Records of labeled points:
════
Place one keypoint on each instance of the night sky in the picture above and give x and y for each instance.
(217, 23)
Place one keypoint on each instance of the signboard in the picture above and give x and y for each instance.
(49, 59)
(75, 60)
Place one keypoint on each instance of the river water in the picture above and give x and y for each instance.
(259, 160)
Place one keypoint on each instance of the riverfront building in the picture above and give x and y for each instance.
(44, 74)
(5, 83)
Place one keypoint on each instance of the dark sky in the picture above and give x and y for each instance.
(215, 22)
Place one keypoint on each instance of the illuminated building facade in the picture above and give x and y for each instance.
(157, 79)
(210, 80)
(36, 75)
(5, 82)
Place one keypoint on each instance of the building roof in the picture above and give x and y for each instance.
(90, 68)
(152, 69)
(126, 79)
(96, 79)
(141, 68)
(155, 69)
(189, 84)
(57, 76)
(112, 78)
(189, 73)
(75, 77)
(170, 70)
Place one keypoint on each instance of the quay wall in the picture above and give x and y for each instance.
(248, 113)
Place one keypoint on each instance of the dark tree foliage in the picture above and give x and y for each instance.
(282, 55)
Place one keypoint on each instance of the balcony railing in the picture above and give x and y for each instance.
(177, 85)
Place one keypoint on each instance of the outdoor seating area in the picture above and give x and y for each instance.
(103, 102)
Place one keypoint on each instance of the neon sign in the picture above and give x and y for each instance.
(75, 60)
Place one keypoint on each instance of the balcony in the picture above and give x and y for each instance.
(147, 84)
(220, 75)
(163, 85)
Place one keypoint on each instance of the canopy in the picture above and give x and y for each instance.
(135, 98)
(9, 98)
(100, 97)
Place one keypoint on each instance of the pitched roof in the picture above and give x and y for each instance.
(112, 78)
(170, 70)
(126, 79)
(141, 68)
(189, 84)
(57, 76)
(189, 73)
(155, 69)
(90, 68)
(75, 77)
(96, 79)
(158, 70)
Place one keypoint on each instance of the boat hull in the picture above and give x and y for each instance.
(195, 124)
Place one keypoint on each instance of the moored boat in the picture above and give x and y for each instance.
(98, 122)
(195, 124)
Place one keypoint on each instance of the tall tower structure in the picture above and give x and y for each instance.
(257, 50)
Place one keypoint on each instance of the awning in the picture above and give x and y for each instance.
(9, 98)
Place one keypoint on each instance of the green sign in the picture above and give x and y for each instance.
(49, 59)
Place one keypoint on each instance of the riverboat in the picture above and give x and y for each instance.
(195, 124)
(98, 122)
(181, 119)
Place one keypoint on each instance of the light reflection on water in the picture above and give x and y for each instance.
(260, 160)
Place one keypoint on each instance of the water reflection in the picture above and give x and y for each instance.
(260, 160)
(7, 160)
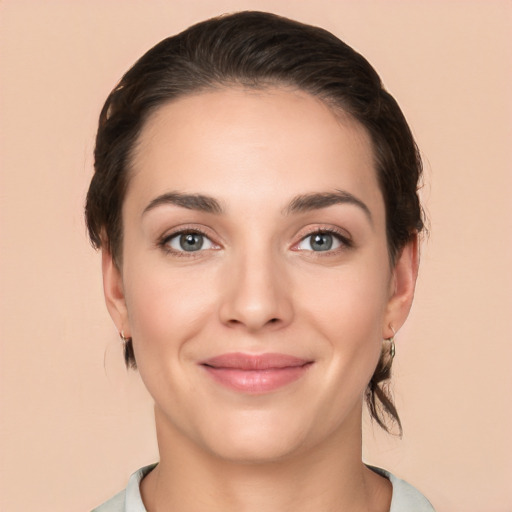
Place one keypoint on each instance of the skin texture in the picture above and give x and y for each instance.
(257, 286)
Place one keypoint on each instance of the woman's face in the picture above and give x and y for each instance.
(255, 277)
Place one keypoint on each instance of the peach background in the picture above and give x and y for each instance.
(74, 423)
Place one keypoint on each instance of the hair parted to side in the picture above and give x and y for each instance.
(258, 50)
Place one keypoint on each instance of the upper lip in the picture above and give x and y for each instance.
(240, 361)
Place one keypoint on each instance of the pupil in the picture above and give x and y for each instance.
(191, 242)
(321, 242)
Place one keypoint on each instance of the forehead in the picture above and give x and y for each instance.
(238, 143)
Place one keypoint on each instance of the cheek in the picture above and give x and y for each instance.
(167, 307)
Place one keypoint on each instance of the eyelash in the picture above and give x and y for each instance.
(343, 239)
(163, 243)
(346, 242)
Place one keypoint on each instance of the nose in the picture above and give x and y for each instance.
(256, 294)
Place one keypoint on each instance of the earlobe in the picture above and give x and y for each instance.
(403, 283)
(114, 292)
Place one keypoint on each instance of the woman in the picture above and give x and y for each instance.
(255, 202)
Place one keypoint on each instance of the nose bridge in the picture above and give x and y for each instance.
(256, 295)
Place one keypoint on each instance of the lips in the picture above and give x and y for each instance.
(255, 374)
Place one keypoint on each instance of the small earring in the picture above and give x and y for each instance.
(391, 342)
(392, 347)
(123, 337)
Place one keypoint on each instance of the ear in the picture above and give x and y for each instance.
(402, 285)
(114, 292)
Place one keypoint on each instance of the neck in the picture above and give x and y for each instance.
(189, 478)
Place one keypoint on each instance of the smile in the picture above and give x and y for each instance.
(255, 374)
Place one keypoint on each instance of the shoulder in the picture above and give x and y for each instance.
(406, 498)
(115, 504)
(128, 500)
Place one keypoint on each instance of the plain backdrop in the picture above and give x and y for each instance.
(75, 423)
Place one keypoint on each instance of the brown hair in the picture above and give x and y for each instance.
(258, 50)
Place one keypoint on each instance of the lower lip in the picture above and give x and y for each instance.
(257, 381)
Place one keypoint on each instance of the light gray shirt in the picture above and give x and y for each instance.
(405, 497)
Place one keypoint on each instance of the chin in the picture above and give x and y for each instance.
(256, 439)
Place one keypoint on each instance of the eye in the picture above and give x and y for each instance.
(322, 241)
(188, 241)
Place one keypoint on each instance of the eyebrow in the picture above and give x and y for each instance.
(299, 204)
(309, 202)
(190, 201)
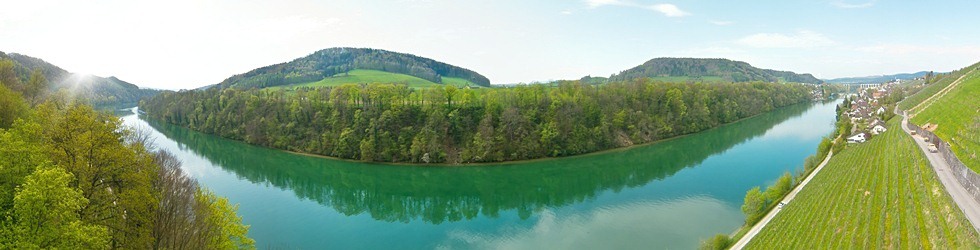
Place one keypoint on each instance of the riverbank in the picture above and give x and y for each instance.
(803, 105)
(697, 181)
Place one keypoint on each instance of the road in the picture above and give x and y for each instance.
(963, 199)
(786, 200)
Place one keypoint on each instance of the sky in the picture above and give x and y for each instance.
(183, 44)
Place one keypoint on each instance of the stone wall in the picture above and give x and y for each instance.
(969, 179)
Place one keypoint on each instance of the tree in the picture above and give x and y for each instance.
(114, 177)
(718, 242)
(12, 106)
(754, 206)
(782, 186)
(46, 212)
(224, 224)
(35, 86)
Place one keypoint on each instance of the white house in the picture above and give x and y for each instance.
(878, 129)
(858, 138)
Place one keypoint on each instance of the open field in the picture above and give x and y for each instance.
(958, 116)
(374, 76)
(877, 195)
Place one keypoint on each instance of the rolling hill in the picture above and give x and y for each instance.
(355, 65)
(101, 92)
(878, 79)
(710, 70)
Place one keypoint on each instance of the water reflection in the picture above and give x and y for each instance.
(439, 194)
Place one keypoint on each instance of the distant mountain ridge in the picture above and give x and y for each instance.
(101, 92)
(329, 62)
(723, 69)
(879, 78)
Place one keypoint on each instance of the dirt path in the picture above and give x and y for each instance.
(786, 200)
(939, 94)
(963, 199)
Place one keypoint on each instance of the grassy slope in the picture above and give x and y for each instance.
(933, 88)
(374, 76)
(878, 195)
(958, 116)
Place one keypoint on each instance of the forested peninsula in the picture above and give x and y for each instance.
(445, 124)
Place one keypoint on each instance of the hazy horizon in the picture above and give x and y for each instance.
(189, 44)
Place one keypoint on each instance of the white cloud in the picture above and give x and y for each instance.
(846, 5)
(906, 49)
(667, 9)
(600, 3)
(722, 23)
(802, 39)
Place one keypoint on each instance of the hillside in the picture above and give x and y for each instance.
(374, 76)
(328, 63)
(878, 79)
(956, 112)
(864, 199)
(709, 70)
(101, 92)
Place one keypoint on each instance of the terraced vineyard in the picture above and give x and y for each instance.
(934, 88)
(878, 195)
(958, 117)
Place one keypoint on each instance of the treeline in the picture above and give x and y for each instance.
(19, 72)
(394, 123)
(733, 71)
(72, 178)
(329, 62)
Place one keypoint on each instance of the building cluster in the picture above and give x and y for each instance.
(867, 109)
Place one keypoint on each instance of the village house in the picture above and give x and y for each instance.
(858, 138)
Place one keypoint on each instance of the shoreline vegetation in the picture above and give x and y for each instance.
(75, 178)
(397, 124)
(515, 162)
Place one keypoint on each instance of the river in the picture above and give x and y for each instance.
(666, 195)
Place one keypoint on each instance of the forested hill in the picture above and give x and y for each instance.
(101, 92)
(880, 79)
(709, 70)
(329, 62)
(396, 123)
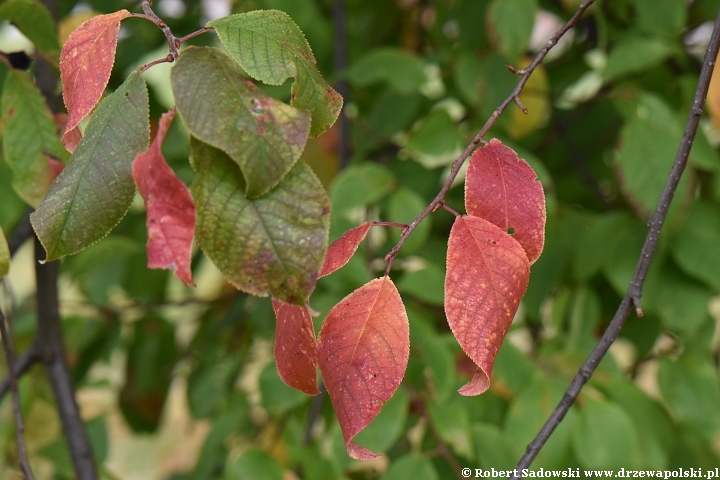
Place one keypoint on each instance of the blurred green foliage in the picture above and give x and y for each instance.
(424, 76)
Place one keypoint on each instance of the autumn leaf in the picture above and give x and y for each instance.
(170, 208)
(504, 190)
(342, 249)
(95, 189)
(363, 350)
(295, 347)
(271, 245)
(86, 61)
(270, 47)
(487, 274)
(264, 136)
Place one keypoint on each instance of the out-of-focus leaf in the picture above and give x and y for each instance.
(29, 135)
(426, 284)
(504, 190)
(635, 54)
(509, 25)
(264, 136)
(606, 437)
(387, 427)
(295, 347)
(271, 48)
(691, 389)
(487, 274)
(411, 466)
(277, 396)
(437, 141)
(402, 70)
(363, 350)
(342, 249)
(256, 464)
(33, 19)
(170, 210)
(151, 358)
(95, 190)
(694, 239)
(4, 255)
(86, 61)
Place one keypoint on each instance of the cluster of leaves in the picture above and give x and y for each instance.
(422, 84)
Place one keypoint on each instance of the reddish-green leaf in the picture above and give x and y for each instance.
(487, 274)
(170, 208)
(29, 133)
(86, 61)
(272, 245)
(363, 350)
(264, 136)
(342, 249)
(271, 48)
(295, 347)
(95, 190)
(504, 190)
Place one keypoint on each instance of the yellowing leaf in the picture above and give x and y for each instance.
(363, 350)
(487, 274)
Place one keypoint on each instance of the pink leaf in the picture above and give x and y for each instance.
(295, 347)
(342, 249)
(487, 274)
(504, 190)
(86, 61)
(170, 208)
(363, 350)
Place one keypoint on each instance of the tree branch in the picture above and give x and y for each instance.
(514, 97)
(632, 297)
(19, 426)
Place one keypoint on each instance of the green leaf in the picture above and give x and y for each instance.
(277, 397)
(387, 427)
(272, 245)
(437, 141)
(264, 136)
(33, 19)
(4, 255)
(606, 437)
(29, 133)
(691, 389)
(509, 24)
(254, 464)
(96, 188)
(411, 466)
(271, 48)
(635, 54)
(698, 235)
(402, 70)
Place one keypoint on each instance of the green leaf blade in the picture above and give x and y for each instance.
(28, 134)
(95, 190)
(270, 47)
(264, 136)
(272, 245)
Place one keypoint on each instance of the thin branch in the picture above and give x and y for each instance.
(513, 97)
(632, 297)
(19, 426)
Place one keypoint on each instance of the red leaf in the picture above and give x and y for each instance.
(363, 350)
(86, 61)
(503, 189)
(487, 274)
(170, 208)
(295, 347)
(343, 248)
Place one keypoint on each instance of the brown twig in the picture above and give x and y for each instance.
(514, 97)
(634, 292)
(19, 425)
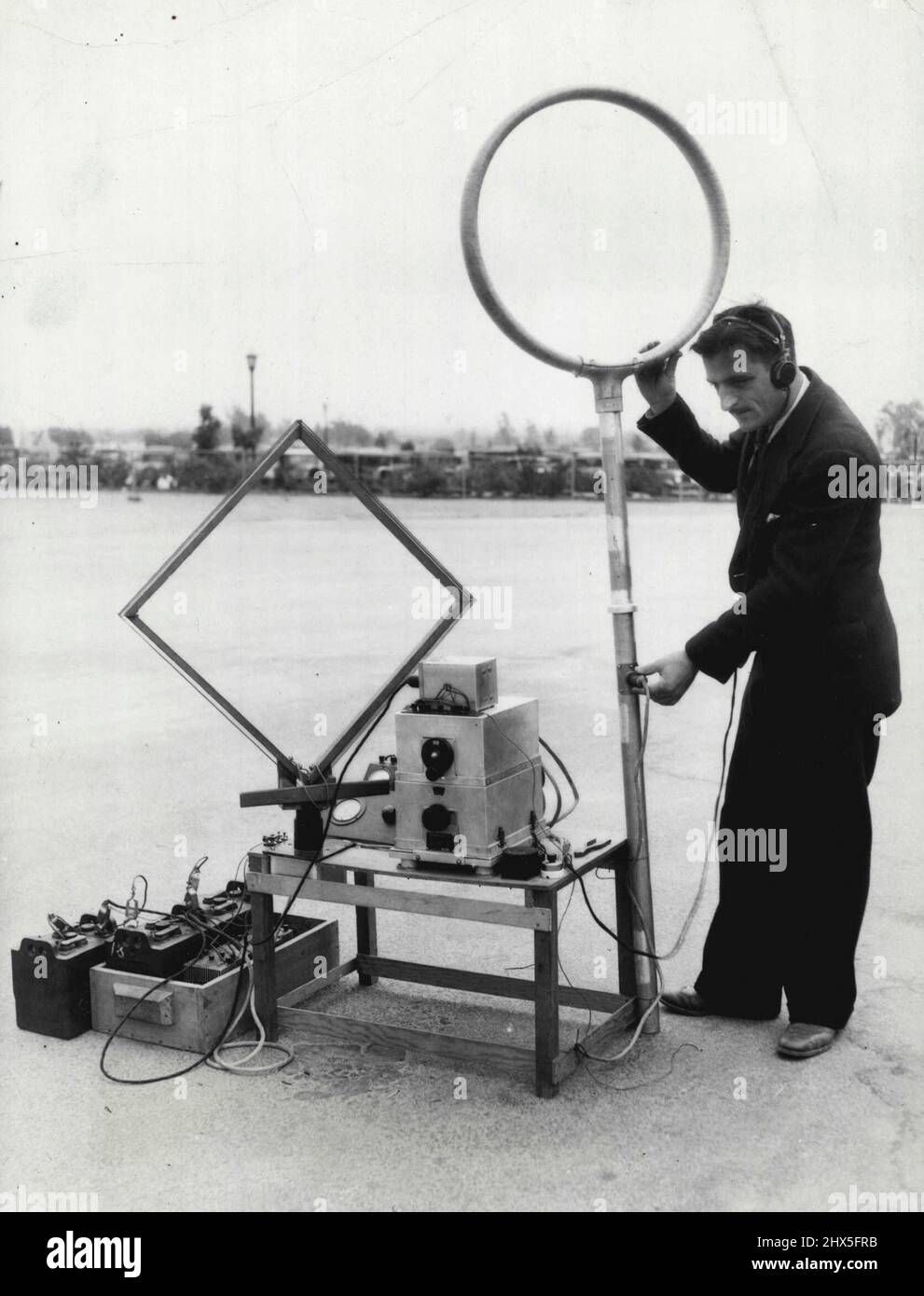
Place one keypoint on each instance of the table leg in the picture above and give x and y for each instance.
(545, 960)
(367, 933)
(265, 962)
════
WHAT TO WORK ON: Take the line containing "Place one keypoint on each instance of the green leaf blade" and all lines after it to the end of the data above, and reproduce them exactly, leaving out pictures. Nothing else belongs in the copy.

THE REPLY:
Place one keypoint on each instance of the green leaf blade in the picture above and give x and y for each instance.
(28, 134)
(95, 190)
(270, 47)
(264, 136)
(272, 245)
Place one keypoint on each instance of the thin branch in the picture above and give x and y for each instance.
(513, 97)
(632, 297)
(19, 426)
Place one keypoint on each instance of the red leaf in the picture above and give x and y for each instance.
(363, 350)
(86, 61)
(503, 189)
(487, 274)
(170, 208)
(295, 347)
(343, 248)
Place one keypoint on each instance of the brown twig in the picture above and give x and y for each instance.
(514, 97)
(634, 292)
(19, 425)
Place one keypoint on each instance of the table leg in the picture above and give x and y for each instance.
(545, 960)
(367, 933)
(265, 962)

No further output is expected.